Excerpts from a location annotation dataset
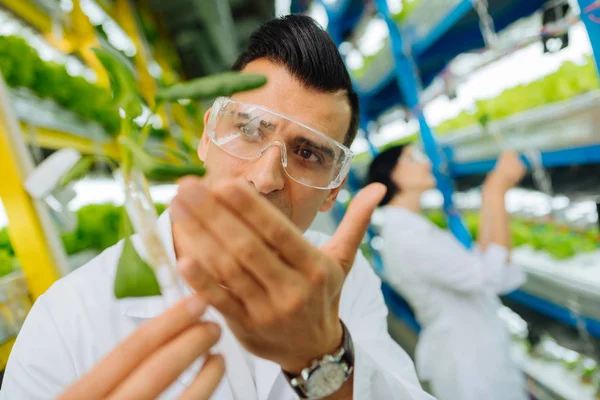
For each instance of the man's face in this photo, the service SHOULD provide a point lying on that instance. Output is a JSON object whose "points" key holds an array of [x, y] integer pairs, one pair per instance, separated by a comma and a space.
{"points": [[329, 113]]}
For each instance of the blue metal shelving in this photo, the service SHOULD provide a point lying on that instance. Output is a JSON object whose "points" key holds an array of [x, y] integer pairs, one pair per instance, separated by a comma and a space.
{"points": [[418, 58], [550, 159]]}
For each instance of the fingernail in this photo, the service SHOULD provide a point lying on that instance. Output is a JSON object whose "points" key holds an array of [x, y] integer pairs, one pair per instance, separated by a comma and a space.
{"points": [[196, 306], [178, 212], [215, 329]]}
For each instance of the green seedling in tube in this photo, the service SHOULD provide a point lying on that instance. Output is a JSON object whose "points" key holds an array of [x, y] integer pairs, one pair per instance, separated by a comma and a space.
{"points": [[136, 275]]}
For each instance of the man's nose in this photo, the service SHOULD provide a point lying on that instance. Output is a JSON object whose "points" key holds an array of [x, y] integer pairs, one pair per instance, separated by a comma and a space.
{"points": [[266, 173]]}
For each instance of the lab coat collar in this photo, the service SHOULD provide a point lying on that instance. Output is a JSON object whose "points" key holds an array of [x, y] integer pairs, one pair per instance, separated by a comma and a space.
{"points": [[416, 221]]}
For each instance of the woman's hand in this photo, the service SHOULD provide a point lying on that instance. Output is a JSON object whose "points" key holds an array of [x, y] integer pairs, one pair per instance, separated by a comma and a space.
{"points": [[149, 360]]}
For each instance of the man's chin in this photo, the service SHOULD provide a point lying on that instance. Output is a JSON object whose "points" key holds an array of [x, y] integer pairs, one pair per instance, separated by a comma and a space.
{"points": [[282, 206]]}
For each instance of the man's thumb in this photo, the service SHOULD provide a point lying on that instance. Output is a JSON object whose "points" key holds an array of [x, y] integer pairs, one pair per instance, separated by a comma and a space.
{"points": [[347, 238]]}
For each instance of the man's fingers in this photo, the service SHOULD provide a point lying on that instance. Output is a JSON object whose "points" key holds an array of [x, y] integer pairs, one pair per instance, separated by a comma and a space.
{"points": [[161, 369], [129, 354], [197, 243], [207, 380], [344, 244], [267, 221], [219, 297], [238, 242]]}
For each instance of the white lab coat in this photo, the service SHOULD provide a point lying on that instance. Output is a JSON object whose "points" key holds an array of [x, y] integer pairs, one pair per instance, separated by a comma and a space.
{"points": [[78, 321], [463, 349]]}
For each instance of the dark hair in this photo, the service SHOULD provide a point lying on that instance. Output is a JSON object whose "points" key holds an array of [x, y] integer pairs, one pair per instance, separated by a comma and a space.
{"points": [[380, 171], [308, 53]]}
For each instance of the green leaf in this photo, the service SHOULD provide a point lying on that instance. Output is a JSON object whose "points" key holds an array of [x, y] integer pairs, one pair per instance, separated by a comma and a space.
{"points": [[122, 82], [78, 171], [209, 87], [135, 278], [155, 169]]}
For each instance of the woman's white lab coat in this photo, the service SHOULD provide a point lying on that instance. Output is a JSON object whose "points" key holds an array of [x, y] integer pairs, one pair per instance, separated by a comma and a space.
{"points": [[464, 348]]}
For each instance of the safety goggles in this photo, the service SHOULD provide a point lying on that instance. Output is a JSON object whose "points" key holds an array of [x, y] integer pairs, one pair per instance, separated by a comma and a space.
{"points": [[308, 156]]}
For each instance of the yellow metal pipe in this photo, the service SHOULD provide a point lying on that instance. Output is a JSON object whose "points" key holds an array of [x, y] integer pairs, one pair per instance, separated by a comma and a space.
{"points": [[31, 13], [85, 37], [5, 349], [124, 15], [52, 139], [25, 228]]}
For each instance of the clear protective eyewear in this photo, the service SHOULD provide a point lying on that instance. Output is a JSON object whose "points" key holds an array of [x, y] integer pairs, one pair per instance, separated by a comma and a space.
{"points": [[308, 156]]}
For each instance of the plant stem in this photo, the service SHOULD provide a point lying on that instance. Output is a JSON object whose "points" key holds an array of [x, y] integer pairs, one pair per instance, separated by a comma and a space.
{"points": [[146, 126]]}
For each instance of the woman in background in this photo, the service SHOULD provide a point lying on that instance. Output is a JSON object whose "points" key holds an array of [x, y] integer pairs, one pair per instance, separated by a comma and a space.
{"points": [[464, 348]]}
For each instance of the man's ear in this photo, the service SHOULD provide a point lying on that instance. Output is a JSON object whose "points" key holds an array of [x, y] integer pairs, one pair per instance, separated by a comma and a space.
{"points": [[331, 197], [204, 140]]}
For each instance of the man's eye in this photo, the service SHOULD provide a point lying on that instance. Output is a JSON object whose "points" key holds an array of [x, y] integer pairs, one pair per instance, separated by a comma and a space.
{"points": [[309, 155], [248, 130]]}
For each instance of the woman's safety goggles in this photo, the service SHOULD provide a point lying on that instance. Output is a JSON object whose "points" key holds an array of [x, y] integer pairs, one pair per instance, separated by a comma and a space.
{"points": [[308, 156]]}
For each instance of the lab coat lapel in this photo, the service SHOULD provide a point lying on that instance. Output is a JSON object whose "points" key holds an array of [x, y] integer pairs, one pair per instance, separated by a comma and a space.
{"points": [[266, 375]]}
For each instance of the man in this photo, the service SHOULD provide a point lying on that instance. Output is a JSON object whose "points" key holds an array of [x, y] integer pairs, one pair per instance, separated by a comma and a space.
{"points": [[276, 156]]}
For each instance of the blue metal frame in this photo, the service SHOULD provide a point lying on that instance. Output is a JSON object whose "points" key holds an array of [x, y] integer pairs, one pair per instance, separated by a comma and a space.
{"points": [[557, 158], [590, 15], [455, 15], [409, 84], [433, 50]]}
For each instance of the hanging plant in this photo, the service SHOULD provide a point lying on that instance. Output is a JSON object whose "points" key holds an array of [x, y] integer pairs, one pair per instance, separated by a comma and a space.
{"points": [[145, 275]]}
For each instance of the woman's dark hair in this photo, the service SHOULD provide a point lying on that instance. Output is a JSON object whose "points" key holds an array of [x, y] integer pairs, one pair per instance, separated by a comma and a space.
{"points": [[308, 53], [380, 171]]}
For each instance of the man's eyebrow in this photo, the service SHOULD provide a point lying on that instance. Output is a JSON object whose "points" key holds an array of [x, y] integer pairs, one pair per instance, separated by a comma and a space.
{"points": [[327, 149], [263, 123]]}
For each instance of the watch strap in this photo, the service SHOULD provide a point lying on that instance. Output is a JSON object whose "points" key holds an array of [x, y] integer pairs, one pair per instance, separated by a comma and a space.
{"points": [[344, 355]]}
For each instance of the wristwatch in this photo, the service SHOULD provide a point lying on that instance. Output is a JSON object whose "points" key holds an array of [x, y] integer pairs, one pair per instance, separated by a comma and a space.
{"points": [[327, 375]]}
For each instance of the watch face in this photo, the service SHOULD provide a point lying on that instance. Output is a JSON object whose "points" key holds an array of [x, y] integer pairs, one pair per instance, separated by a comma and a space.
{"points": [[326, 380]]}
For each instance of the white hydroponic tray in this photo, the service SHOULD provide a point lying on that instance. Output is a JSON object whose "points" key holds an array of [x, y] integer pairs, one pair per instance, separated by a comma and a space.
{"points": [[573, 283], [571, 123]]}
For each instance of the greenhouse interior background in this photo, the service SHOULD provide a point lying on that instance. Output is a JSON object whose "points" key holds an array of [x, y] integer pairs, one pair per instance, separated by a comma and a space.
{"points": [[469, 80]]}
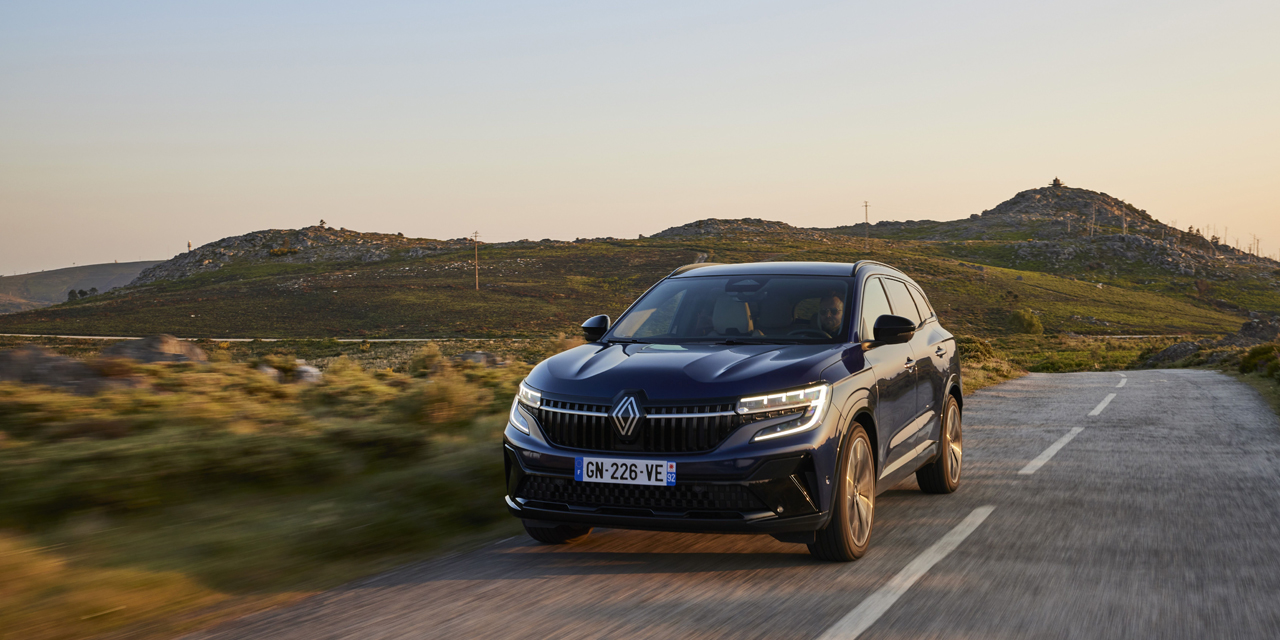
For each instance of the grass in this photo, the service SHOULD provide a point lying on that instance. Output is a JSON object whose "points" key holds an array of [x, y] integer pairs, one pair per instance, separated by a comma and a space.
{"points": [[536, 289], [209, 490]]}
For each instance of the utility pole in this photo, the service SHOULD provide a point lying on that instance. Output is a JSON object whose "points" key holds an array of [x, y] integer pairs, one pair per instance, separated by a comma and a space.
{"points": [[867, 220], [475, 240]]}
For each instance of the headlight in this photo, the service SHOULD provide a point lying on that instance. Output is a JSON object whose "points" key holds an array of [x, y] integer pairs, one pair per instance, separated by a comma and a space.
{"points": [[528, 397], [517, 416], [808, 405]]}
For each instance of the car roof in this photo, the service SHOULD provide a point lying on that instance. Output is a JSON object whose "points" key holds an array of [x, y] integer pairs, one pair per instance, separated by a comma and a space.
{"points": [[844, 269]]}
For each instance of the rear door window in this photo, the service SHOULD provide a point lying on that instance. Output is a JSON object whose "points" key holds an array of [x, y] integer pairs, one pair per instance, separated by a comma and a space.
{"points": [[900, 298], [874, 305], [922, 304]]}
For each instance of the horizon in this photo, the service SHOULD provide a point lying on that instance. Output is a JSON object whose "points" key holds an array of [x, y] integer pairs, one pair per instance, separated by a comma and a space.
{"points": [[127, 131]]}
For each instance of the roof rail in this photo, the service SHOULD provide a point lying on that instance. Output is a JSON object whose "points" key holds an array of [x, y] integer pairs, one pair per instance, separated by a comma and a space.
{"points": [[860, 263], [690, 268]]}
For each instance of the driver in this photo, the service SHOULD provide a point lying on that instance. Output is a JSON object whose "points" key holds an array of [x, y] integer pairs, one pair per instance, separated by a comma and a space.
{"points": [[831, 314]]}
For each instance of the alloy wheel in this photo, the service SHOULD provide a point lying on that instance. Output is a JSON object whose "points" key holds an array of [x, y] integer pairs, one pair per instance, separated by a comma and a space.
{"points": [[955, 444], [860, 489]]}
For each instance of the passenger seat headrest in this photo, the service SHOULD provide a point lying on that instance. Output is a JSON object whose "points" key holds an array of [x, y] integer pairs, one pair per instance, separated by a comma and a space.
{"points": [[731, 318]]}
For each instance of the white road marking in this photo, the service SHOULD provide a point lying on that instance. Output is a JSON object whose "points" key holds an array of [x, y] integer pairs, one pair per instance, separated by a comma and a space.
{"points": [[1102, 405], [1048, 453], [877, 603]]}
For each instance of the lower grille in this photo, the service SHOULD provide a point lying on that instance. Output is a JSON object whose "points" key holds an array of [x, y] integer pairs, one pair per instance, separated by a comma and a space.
{"points": [[682, 497]]}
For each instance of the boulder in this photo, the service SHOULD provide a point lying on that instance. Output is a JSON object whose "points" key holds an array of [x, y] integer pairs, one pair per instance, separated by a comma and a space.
{"points": [[307, 374], [1171, 355], [156, 348], [37, 365]]}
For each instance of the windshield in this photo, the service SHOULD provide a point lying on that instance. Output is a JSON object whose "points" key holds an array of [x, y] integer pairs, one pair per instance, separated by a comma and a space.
{"points": [[740, 309]]}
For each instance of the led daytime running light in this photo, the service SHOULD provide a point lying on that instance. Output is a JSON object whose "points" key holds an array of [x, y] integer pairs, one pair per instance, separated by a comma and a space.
{"points": [[529, 396], [814, 398], [516, 419]]}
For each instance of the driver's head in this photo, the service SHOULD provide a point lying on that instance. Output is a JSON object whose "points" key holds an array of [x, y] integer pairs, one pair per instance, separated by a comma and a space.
{"points": [[831, 312]]}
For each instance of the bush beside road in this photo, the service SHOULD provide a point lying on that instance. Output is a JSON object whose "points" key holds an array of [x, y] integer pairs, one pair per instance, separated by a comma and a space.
{"points": [[206, 490]]}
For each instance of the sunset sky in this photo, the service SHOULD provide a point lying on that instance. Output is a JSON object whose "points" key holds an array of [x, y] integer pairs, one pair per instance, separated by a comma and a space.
{"points": [[129, 128]]}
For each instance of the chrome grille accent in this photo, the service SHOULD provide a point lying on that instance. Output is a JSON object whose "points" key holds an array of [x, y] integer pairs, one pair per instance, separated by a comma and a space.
{"points": [[664, 429]]}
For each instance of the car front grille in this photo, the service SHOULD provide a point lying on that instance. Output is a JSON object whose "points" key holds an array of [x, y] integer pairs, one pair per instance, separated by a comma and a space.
{"points": [[684, 429], [681, 497]]}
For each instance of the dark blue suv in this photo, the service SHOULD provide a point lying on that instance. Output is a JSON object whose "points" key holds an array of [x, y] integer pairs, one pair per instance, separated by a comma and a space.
{"points": [[760, 398]]}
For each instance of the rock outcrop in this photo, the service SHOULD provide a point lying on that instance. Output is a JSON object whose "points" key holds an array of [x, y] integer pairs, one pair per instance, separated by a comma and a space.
{"points": [[156, 348], [37, 365], [307, 245], [1255, 332]]}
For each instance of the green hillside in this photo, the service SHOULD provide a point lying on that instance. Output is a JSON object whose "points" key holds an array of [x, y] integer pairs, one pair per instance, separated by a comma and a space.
{"points": [[1074, 260], [41, 288], [535, 288]]}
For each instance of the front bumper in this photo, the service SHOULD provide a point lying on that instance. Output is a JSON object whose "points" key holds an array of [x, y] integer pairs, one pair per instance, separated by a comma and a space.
{"points": [[736, 489]]}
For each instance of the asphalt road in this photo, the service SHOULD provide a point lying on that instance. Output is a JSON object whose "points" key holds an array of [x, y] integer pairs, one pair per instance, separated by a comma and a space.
{"points": [[1159, 516]]}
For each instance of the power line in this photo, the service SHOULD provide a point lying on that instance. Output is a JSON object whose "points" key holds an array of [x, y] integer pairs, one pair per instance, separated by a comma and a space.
{"points": [[475, 240], [867, 220]]}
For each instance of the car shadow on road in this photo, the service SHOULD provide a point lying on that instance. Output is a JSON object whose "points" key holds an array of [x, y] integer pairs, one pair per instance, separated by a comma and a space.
{"points": [[611, 553]]}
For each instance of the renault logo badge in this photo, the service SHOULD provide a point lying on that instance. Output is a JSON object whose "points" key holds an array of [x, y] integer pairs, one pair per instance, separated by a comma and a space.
{"points": [[626, 415]]}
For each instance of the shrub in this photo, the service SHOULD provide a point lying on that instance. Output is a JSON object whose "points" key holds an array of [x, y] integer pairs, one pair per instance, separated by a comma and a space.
{"points": [[974, 350], [348, 391], [1022, 320], [425, 360], [446, 401], [1260, 357]]}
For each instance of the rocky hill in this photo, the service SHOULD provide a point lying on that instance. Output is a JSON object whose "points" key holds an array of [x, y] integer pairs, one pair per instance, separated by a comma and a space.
{"points": [[284, 246], [1078, 260], [1065, 229], [42, 288]]}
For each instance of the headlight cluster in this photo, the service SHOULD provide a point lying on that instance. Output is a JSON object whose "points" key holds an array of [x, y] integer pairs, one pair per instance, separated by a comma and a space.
{"points": [[808, 405], [528, 397]]}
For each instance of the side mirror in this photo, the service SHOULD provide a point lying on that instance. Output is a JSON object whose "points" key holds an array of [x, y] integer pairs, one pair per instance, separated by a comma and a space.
{"points": [[894, 329], [595, 327]]}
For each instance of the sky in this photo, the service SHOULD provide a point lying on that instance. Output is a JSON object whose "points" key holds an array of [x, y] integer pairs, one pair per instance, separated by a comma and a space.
{"points": [[129, 128]]}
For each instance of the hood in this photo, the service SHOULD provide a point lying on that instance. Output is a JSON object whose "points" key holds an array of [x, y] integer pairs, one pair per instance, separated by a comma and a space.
{"points": [[682, 371]]}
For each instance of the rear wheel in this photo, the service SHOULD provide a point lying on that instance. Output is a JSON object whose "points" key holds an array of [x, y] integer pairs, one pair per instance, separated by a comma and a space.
{"points": [[557, 534], [846, 535], [944, 474]]}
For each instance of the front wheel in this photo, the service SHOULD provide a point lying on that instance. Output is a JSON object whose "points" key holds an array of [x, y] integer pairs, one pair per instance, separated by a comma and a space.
{"points": [[944, 474], [558, 534], [846, 535]]}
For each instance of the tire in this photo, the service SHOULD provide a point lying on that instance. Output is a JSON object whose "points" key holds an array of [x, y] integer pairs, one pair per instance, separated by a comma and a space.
{"points": [[944, 474], [558, 534], [848, 534]]}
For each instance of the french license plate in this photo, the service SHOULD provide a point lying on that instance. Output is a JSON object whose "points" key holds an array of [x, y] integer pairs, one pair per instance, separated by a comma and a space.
{"points": [[625, 471]]}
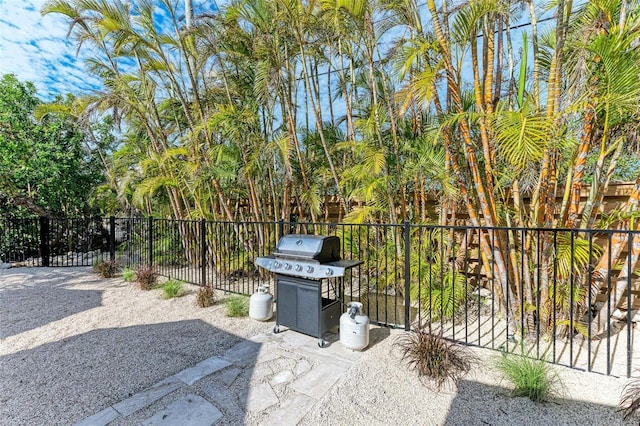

▶ **Given problem**
Please identify every line above that contains the word "wheel" and copy each of those lines in full. Case counts, so match uppercase and lowercase letters exactly.

▶ **Response to the task**
For each instance of the alloy wheel in this photo, the service SHOULD provide a point lying on that instance. Output is a JSON object whose "points" key holds an array of [x, y] integer pairs, one pair per instance, separated by a comma and a space.
For each instance of the rear wheel in this photo, the service SHOULD provide a point lying on that instance. Output is a JSON object whose "points" key holds an array of [x, y] integer pairs, one pair per instance, separated by a comma and a space.
For each instance of the front wheel in this photo, the service SHOULD provide a point lying on that instance. Output is a JSON object whose "points" key holds an array of [x, y] integer pairs, one pair per instance, separated by a comma and a space.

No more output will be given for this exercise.